• _ARTICLE_:
# Text Classification ( Naive Bayes )

### Loading the dataset
20newsgroup dataset will be downloaded and divided in training(60%) and test(40%) dataset. [source code for fetching the dataset](https://github.com/scikit-learn/scikit-learn/blob/master/sklearn/datasets/twenty_newsgroups.py) (see the fetch_20newgroup function)

In [1]:
from sklearn.datasets import fetch_20newsgroups

dataset = fetch_20newsgroups(subset='all',shuffle=True,random_state=42,data_home='scikit_learn_data/')
twenty_train = fetch_20newsgroups(subset='train',shuffle=True,random_state=42,data_home='scikit_learn_data/')
twenty_test = fetch_20newsgroups(subset='test',shuffle=True,random_state=42,data_home='scikit_learn_data/')

print("no of examples:", len(dataset.data))
print("training examples:",len(twenty_train.data))
print("test examples:", len(twenty_test.data))

no of examples: 18846
training examples: 11314
test examples: 7532


### Extracting the Features from text data
Two different type of features will be used. [source code for feature extraction](https://github.com/scikit-learn/scikit-learn/blob/master/sklearn/feature_extraction/text.py) (see the CounVectorizer and TfidfTransformer class)

• _DATASET CONTENT_:
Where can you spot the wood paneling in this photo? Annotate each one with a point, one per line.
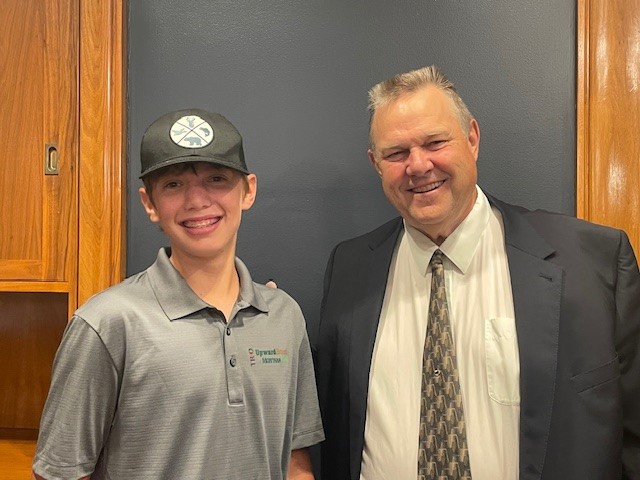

• _GOAL 1_: Reproduce the stretch of the text-classification page from "### Extracting the" through "and TfidfTransformer class)".
• _GOAL 2_: According to the text-classification page, how many training examples does the code report?
Draw only on the text-classification page, not on the material.

• _FINAL RESULT 1_:
### Extracting the Features from text data
Two different type of features will be used. [source code for feature extraction](https://github.com/scikit-learn/scikit-learn/blob/master/sklearn/feature_extraction/text.py) (see the CounVectorizer and TfidfTransformer class)

• _FINAL RESULT 2_: 11314